**Given instruction a:**
Find each line in the records that contains the word "rear" and copy those lines out.
━━ Document extract
I followed the standard Quinlan & Baker route for the most part, with small deviations due to conditions, closures, or new trails.

The north-south Iceland traverse route is approximately 350mi / 563km long.

Some sort of half-baked report

I find it rather impossible to put this experience into words. I think the movie will do a better job at showing the amazing landscapes. So the following will mostly be a photo report.

My spreadsheets predicted that I might be able to get this route done in 10 days. So I packed food for 10 days and I figured I could stretch it for another day or so in the worst case. I was glad I didn’t have to.

I wanted to start around sunrise from the Hraunhafnartangi lighthouse. You can’t drive to the lighthouse itself. It took me 30min to hike there from the road. I started the watch at 5:30am on Aug 19, 2023. The sun was just about to rise. I then walked a little further north of the lighthouse to reach the beach. I felt very nervous and uncertain about this adventure, but at this point, I could not quit anymore. My ride had already left.

I did what usually works best in such situations: you start to move and try to get into the zone. The weather was fine (for now), although it was rather chilly and windy. At the very last minute, I exchanged my ultralight Gore-Tex jacket for a more solid version. I did not regret that decision. In fact, it was almost a lifesaving decision.

Needless to say that my pack felt terribly heavy. There was no way I could run with that sort of pack. Perhaps toward the end of the journey, when there would be very little food left.

The first few days were really hard on my shoulders and feet because of the pack weight and the road sections. Yet, I was generally able to crank out a few miles beyond my daily goals. That felt good and was motivating.

In true unsupported style, I carried all of my food and supplies from the beginning to the end and only filled up on water along the way. Whenever regulations required it, e.g., in National Parks or Nature Reserves, I slept in designated campsites.

On day 4 my pants started to fall down. Clearly, I was not consuming enough calories. But alas, I could not buy anything in addition and just had to live with what I had packed. Unsupported adventures are really unforgiving in many ways.

Like Eli, I had days of torrential downpours and days of relentless sun and heat. I was glad I packed both a more robust Gore-Tex jacket and shorts at the very last minute. Conditions can change very quickly and dramatically. I stopped counting how many times I took my pack off to add or remove layers. The saying that “If you don’t like the weather in Iceland, wait five minutes” does seem to have some truth.

As the days went on, I was able to get more and more ahead of my “realistic” pace plan. That has rarely happened.

Weather and conditions kept changing rather dramatically. One some days I really struggled with the heat, which seems rather absurd for late August in Iceland. On other days I was unable to stay dry and struggled with hypothermia. Whenever I could, I dried my gear and made sure everything was ready for another wet spell.
━━━━
━━ Source data
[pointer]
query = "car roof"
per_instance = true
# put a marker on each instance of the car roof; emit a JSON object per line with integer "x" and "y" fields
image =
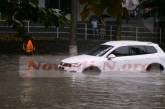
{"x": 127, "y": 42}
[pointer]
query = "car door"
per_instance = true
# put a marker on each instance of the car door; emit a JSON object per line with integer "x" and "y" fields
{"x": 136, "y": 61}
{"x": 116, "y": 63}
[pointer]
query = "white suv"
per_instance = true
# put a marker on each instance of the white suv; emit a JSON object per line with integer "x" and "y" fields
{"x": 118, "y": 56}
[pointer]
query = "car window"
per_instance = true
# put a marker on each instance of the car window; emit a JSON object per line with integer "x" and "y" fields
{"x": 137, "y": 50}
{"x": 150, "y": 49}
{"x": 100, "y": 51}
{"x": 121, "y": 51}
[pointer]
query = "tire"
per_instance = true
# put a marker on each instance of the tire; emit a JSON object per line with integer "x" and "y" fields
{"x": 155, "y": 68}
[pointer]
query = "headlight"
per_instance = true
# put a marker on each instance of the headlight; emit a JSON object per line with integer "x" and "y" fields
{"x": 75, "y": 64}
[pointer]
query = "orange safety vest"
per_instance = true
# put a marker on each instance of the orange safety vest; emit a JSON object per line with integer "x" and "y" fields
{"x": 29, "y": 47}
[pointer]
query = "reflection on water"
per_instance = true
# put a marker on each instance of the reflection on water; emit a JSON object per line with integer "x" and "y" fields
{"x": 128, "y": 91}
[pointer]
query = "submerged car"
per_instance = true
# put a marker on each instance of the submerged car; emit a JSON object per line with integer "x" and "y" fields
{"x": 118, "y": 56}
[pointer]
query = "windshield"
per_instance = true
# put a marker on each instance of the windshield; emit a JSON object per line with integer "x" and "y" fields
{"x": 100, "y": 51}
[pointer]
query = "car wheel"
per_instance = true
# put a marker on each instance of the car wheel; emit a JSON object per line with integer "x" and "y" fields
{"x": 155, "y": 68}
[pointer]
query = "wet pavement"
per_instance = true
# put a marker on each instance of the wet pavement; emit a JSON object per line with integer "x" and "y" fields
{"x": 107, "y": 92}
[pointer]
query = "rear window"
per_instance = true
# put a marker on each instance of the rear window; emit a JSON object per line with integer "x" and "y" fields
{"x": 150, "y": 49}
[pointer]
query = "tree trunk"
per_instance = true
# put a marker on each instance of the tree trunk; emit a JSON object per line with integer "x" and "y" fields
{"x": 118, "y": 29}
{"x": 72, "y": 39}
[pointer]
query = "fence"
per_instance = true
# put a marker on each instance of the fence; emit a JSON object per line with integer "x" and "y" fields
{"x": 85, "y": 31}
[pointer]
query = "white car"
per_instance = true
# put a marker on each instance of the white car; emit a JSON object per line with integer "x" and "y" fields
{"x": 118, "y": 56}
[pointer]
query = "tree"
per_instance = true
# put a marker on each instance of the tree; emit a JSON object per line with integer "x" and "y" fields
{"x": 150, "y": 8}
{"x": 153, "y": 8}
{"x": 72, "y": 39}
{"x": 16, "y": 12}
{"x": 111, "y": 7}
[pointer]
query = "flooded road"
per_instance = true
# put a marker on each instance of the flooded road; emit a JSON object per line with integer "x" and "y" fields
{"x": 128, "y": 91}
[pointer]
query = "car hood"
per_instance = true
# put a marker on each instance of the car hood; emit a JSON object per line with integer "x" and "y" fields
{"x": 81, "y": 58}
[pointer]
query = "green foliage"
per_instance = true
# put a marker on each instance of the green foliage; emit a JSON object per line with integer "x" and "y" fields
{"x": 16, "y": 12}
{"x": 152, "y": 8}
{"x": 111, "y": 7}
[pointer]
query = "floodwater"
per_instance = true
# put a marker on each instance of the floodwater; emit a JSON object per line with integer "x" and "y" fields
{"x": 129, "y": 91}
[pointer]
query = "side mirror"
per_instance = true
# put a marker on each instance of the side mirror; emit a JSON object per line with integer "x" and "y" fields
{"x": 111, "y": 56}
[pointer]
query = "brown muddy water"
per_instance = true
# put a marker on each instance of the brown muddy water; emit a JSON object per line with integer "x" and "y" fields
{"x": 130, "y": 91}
━━━━
━━ Source data
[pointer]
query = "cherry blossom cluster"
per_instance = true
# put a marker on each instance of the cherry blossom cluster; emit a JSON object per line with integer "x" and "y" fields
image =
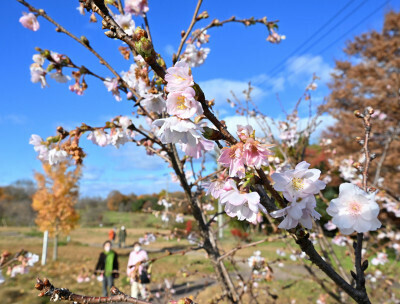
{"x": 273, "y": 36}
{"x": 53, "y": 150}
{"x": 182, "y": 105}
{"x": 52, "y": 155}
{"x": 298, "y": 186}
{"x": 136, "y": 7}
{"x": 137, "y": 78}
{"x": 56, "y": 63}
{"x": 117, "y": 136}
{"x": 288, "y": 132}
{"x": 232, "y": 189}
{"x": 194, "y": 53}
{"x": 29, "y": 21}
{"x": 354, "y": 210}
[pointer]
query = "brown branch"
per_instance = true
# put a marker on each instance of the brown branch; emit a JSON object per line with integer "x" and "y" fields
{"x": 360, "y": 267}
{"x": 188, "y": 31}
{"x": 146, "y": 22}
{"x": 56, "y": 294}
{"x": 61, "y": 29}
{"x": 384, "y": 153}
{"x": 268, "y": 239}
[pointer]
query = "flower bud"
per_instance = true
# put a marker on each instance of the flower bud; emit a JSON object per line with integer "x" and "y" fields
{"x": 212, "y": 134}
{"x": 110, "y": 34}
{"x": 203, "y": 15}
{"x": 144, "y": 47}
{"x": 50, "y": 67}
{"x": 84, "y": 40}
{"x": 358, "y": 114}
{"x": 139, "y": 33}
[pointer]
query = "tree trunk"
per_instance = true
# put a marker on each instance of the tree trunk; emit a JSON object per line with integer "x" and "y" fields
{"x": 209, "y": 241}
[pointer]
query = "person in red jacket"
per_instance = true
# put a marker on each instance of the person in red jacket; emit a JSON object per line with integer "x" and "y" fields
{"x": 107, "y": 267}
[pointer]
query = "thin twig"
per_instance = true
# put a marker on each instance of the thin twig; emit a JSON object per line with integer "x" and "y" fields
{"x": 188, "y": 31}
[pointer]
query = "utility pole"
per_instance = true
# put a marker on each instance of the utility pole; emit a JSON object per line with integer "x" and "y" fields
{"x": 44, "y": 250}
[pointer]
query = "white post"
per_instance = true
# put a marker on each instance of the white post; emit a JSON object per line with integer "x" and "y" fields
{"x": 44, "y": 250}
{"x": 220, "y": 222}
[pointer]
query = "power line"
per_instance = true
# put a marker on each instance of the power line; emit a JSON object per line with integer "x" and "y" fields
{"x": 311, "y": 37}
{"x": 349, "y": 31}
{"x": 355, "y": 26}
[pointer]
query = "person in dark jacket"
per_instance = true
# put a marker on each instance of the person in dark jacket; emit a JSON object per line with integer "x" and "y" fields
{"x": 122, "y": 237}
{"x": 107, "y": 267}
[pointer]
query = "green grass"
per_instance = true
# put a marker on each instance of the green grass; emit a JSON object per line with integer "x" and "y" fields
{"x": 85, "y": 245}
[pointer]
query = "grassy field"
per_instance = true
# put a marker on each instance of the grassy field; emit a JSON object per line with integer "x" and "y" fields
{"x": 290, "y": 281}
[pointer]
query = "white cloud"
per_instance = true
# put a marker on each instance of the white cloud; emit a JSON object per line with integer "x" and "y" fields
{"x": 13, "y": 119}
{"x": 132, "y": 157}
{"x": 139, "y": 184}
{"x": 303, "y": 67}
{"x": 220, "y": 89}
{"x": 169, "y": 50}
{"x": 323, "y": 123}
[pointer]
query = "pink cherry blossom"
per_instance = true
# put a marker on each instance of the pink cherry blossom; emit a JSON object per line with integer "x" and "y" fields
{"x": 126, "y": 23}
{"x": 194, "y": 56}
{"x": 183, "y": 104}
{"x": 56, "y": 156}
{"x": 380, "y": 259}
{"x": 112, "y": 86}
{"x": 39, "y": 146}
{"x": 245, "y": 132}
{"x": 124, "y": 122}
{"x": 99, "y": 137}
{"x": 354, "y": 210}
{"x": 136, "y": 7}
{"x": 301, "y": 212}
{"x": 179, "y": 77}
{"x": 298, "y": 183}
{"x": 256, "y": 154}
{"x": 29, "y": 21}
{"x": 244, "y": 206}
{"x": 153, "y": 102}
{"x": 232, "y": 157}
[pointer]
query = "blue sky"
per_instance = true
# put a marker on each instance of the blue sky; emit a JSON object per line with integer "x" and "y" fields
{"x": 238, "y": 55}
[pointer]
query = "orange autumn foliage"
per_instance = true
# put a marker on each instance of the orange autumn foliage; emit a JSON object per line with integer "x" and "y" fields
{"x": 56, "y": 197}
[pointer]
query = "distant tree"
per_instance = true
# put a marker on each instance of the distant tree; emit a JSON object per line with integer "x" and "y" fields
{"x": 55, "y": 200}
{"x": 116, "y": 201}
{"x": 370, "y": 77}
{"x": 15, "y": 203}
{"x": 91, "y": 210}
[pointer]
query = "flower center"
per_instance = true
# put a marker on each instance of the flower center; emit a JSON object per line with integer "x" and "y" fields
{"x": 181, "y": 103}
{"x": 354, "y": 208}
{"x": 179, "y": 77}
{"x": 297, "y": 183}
━━━━
**Given instruction b:**
Continue the account of the north-south Iceland traverse, beginning after its final sentence.

**Answer a:**
query = "rear window"
# put a marker on each instance of the rear window; emit a JSON object per line with integer "x" and "y" fields

**Answer b:**
I feel I struggled the most with the paved road sections. Not so much because of the pavement, but more because of the drivers. Very few drivers seemed polite and left space. Many cars simply didn’t move over at all, so I had to constantly step off the mostly non-existing shoulder. Once I almost got hit by a reckless driver who passed a car and didn’t seem to have seen me.

The worst road section was most definitely the last 17 miles (12 miles on the ring road) to the southernmost lighthouse. I assume the traffic was worse because it was Sunday afternoon.

By then I was more than a day ahead of my planned schedule. I was incredibly relieved to be done slightly earlier as the weather was also supposed to turn sour again. The last two days were definitely the most challenging, mostly because of the rain, wind, fog, and terrain.

Anyway, I’m not really sure what else to add except that it was another one of these adventures that required a wide variety of physical, mental, and other skills. Thankfully, things somehow aligned. According to a ranger, I lucked out with weather. I guess it can always be worse.

Enjoy the photos below!

Oh, and yes, there is definitely room to do this faster.

The beach just north of the northernmost lighthouse. You could technically see the arctic circle if it were marked. Notice the big pack.

Leaving the Hraunhafnartangi lighthouse behind.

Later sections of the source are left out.